*** Task data Section Begins ***
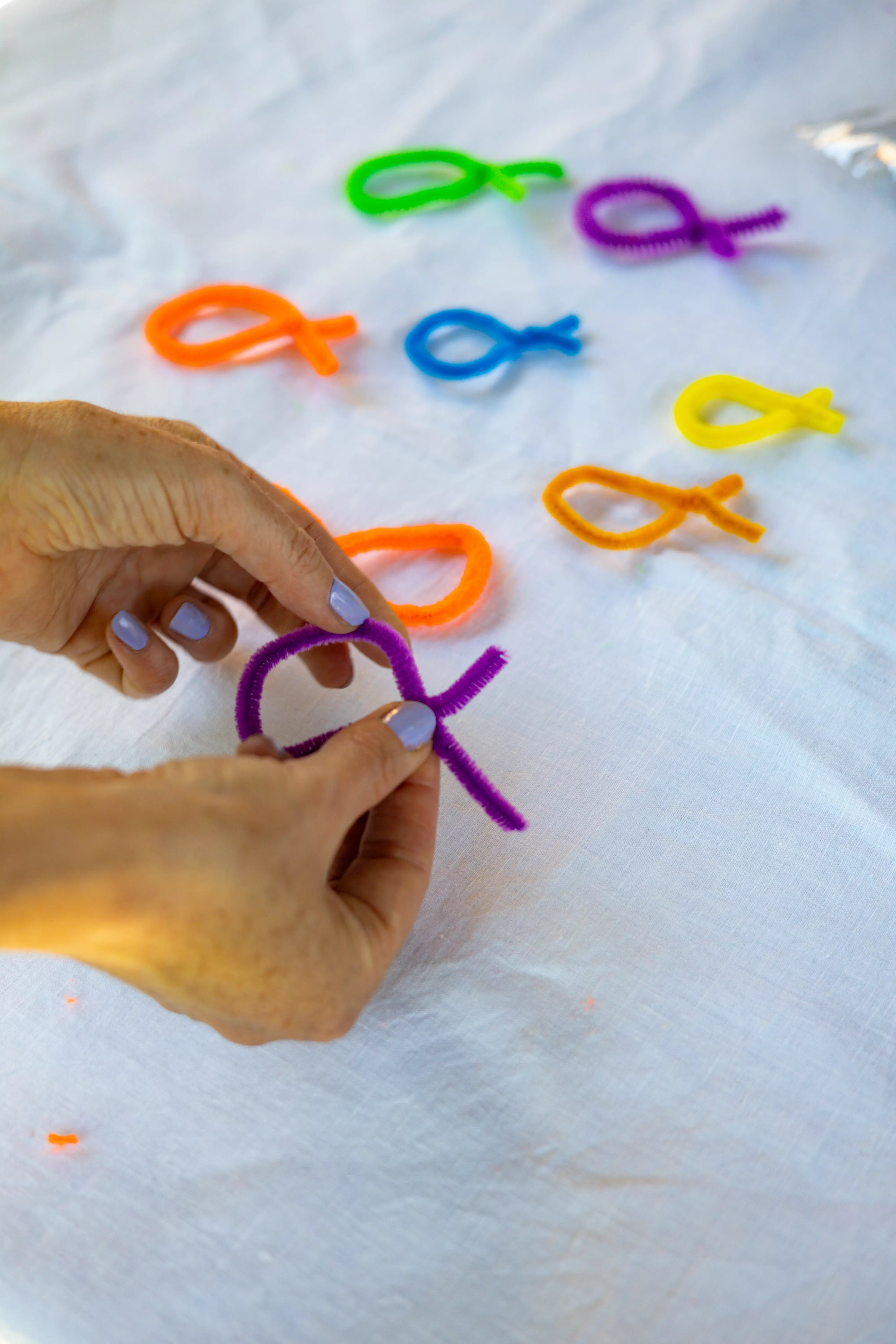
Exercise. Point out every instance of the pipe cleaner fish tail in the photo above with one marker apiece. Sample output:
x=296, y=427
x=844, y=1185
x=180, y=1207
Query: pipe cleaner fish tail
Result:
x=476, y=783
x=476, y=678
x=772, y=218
*** Task data Section Ends ***
*** Task data Section Begins ***
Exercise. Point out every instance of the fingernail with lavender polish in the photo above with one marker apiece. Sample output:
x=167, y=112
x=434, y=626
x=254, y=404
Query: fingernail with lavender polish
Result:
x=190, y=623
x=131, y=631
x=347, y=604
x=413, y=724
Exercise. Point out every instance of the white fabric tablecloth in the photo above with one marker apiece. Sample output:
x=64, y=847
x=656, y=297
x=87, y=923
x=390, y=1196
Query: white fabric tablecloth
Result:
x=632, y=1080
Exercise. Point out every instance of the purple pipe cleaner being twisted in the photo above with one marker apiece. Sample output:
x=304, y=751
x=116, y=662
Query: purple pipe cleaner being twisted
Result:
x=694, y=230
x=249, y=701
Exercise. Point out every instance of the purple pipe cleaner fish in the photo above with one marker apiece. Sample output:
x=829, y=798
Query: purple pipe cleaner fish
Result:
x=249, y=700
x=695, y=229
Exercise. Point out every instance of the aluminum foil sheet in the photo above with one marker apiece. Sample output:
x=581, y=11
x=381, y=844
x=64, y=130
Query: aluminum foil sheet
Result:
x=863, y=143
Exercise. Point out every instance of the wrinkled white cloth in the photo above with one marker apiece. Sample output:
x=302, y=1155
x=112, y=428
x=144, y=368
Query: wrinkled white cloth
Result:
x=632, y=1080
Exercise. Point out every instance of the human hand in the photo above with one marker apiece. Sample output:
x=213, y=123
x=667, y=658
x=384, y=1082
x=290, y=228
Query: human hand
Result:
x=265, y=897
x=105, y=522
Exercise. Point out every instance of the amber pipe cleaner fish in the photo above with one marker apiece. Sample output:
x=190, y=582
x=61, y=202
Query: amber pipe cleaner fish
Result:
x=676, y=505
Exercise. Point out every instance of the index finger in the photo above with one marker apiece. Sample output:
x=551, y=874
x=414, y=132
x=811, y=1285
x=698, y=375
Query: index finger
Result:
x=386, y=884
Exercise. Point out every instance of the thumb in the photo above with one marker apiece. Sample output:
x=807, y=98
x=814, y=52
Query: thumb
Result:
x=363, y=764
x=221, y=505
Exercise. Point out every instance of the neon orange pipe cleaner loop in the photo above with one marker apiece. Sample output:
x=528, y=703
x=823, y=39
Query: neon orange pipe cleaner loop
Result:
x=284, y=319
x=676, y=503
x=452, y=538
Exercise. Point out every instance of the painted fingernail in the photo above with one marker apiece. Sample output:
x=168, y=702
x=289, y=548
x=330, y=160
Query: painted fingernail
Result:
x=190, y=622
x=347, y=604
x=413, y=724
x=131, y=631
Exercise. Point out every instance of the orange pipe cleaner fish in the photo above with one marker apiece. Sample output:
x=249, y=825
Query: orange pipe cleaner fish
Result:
*** Task data Section Ends ***
Assigned task »
Scan the records above for lines with the word "tail", then say how many there are, giving the number alone.

Answer to this exercise »
2